EXCERPT PROVIDED:
┄┄┄┄┄┄

Pigeon Forge High School is a public, coeducational high school located in Sevier County, Tennessee. Part of the Sevier County Board of Education, the school is administrated by a Director of Schools (Stephanie Huskey) who oversees the school's Principal (Benjamin Clabo) who conducts school operations. As of 2021, the school had a total student body of 442 pupils across grades 10 through 12.

== Campus & structure==

Pigeon Forge High School is located at 414 Tiger Drive, near the Parkway that serves as the main transportation artery of the city of Pigeon Forge. The high school was established in 1999 in a building that had previously been the Pigeon Forge Middle School. Beginning with only the seventh, eighth, and ninth grades, Pigeon Forge High School added one grade per year, graduating its first class in the 2002-2003 academic year.

Located on a campus of some 22 acre, PFHS has added a number of athletic and scholastic facilities since its first year. Its proximity to facilities maintained by the city of Pigeon Forge, such as the city park and community center and library complex, make a variety of services available to students.

In August 2020, in compliance with a district-wide restructuring transition to an intermediate school system, PFHS discontinued the enrollment of students in the ninth grade, converting from a 4-year to a 3-year high school.

==Demographics==

Enrollment by race and ethnicity (2020–21)
| Race and ethnicity^{†} | Enrolled pupils | Percentage |
| African American | 5 | 1.13% |
| Asian | 19 | 4.3% |
| Hispanic | 93 | 21.04% |
| Native American | 2 | 0.45% |
| White | 315 | 71.27% |
| Native Hawaiian, Pacific islander | 1 | 0.23% |
| Multi-race | 7 | 1.58% |
| Total | 442 | 100% |
^{†} "Hispanic" includes Hispanics of any race. All other categories refer to non-Hispanics.

┄┄┄┄┄┄

SOURCE MATERIAL:

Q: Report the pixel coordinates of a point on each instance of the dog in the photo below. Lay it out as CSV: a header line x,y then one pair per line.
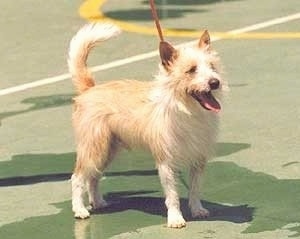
x,y
175,117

┄┄┄┄┄┄

TASK SET:
1 – List every race and ethnicity category in the enrollment table of the Pigeon Forge High School text, leaving out the total row.
2 – From the Pigeon Forge High School text, echo word for word the passage that starts at "Located on a" and runs up to and including "and ethnicity (2020–21)".
The material plays no part in what follows.

REPLIES:
1 –
- African American
- Asian
- Hispanic
- Native American
- White
- Native Hawaiian, Pacific islander
- Multi-race

2 –
Located on a campus of some 22 acre, PFHS has added a number of athletic and scholastic facilities since its first year. Its proximity to facilities maintained by the city of Pigeon Forge, such as the city park and community center and library complex, make a variety of services available to students.

In August 2020, in compliance with a district-wide restructuring transition to an intermediate school system, PFHS discontinued the enrollment of students in the ninth grade, converting from a 4-year to a 3-year high school.

==Demographics==

Enrollment by race and ethnicity (2020–21)